• **GIVEN PROBLEM**:
Update the items below by replacing every "bounding box" with "box coordinates" and changing nothing else. Omit the pictures from your answer.

Entries from an annotation dataset:
/---

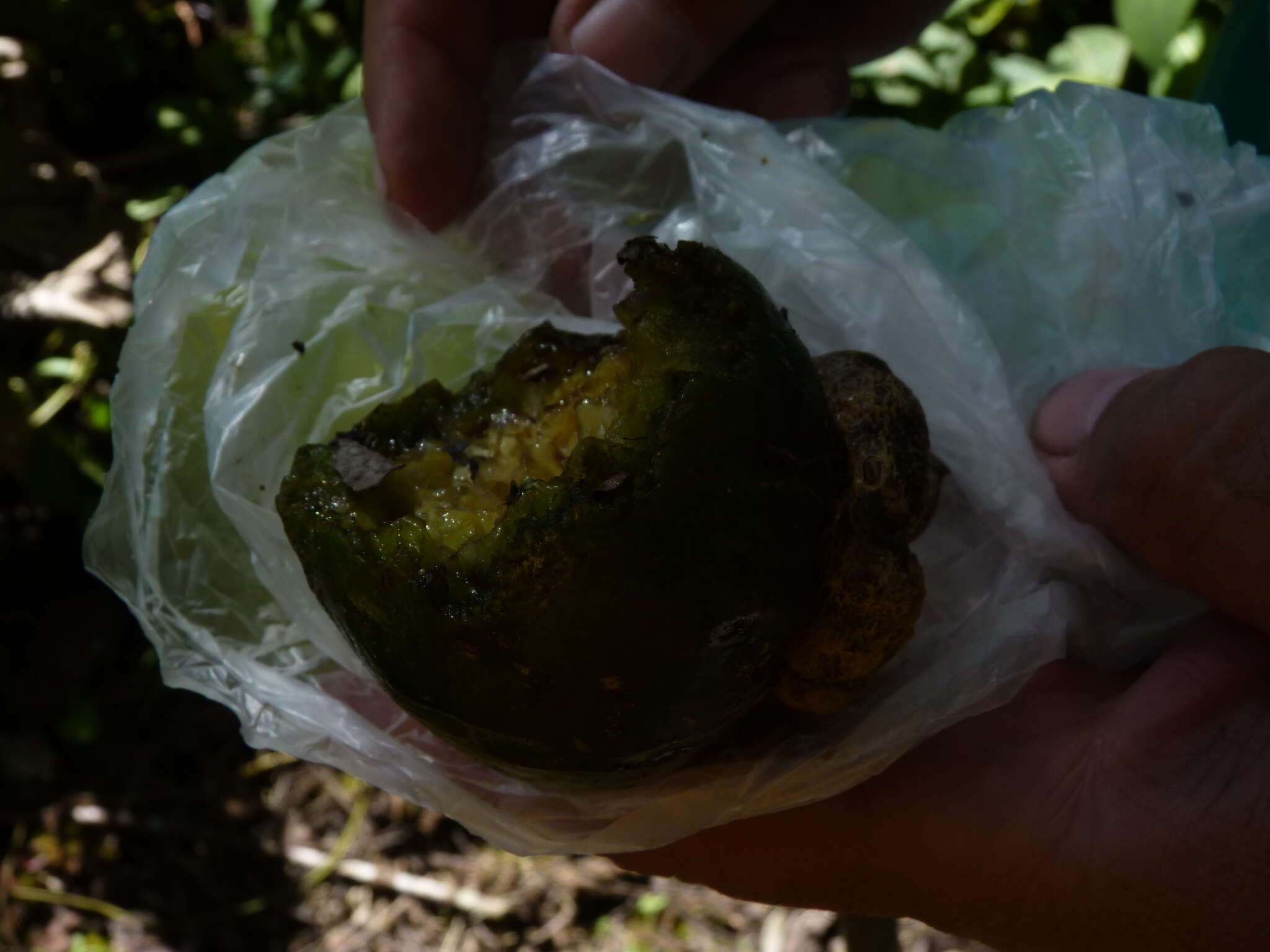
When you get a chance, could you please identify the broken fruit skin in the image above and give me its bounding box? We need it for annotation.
[277,239,847,788]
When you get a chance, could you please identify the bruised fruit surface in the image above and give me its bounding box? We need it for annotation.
[277,239,847,787]
[277,239,938,788]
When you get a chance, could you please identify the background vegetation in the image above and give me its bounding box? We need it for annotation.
[0,0,1245,952]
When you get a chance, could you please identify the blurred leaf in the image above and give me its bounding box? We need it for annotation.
[635,892,670,919]
[309,10,339,38]
[339,63,362,99]
[965,0,1015,37]
[123,185,189,221]
[917,23,977,93]
[155,105,189,130]
[322,46,357,80]
[940,0,984,20]
[1048,24,1129,86]
[57,700,100,744]
[246,0,278,39]
[35,356,82,379]
[874,79,922,108]
[84,397,110,433]
[989,53,1063,99]
[851,47,940,86]
[69,932,110,952]
[1148,20,1215,99]
[1112,0,1195,70]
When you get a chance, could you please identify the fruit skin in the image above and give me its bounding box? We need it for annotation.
[773,350,946,717]
[277,239,850,788]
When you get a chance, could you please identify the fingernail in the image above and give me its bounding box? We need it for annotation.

\---

• **FINAL RESULT**:
When you get a chance, could you please identify the broken fruit skin in the image above and give me its box coordinates? We need it for annotation.
[277,239,847,788]
When you get a chance, could you please identify the bruised fruit surface in the image above and give me its box coordinates? We need it for annotation.
[277,239,847,787]
[277,239,938,788]
When you get a chance, could you please identify the background vegetation in the image above and give me its box coordinates? We need it for annotation.
[0,0,1245,952]
When you get a chance, could you please identify the blurred leaf in the image above and give me its box coordinates? We need it for annotation.
[635,892,670,919]
[309,10,339,38]
[339,63,362,99]
[965,0,1015,37]
[123,185,189,221]
[917,23,977,93]
[155,105,189,130]
[322,46,357,80]
[940,0,984,20]
[1048,24,1129,86]
[57,700,100,744]
[246,0,278,39]
[35,356,82,379]
[874,79,922,108]
[84,397,110,433]
[989,53,1063,99]
[851,47,940,86]
[69,932,110,952]
[1148,20,1215,99]
[1112,0,1195,70]
When you get a chance, could you please identify the fruit skin in the image above and give me its box coordinates? We need it for annotation.
[773,350,946,717]
[277,239,850,788]
When you get a chance, could you please identify the fingernail in the image above and give me its box coordinates? We need it for annotation.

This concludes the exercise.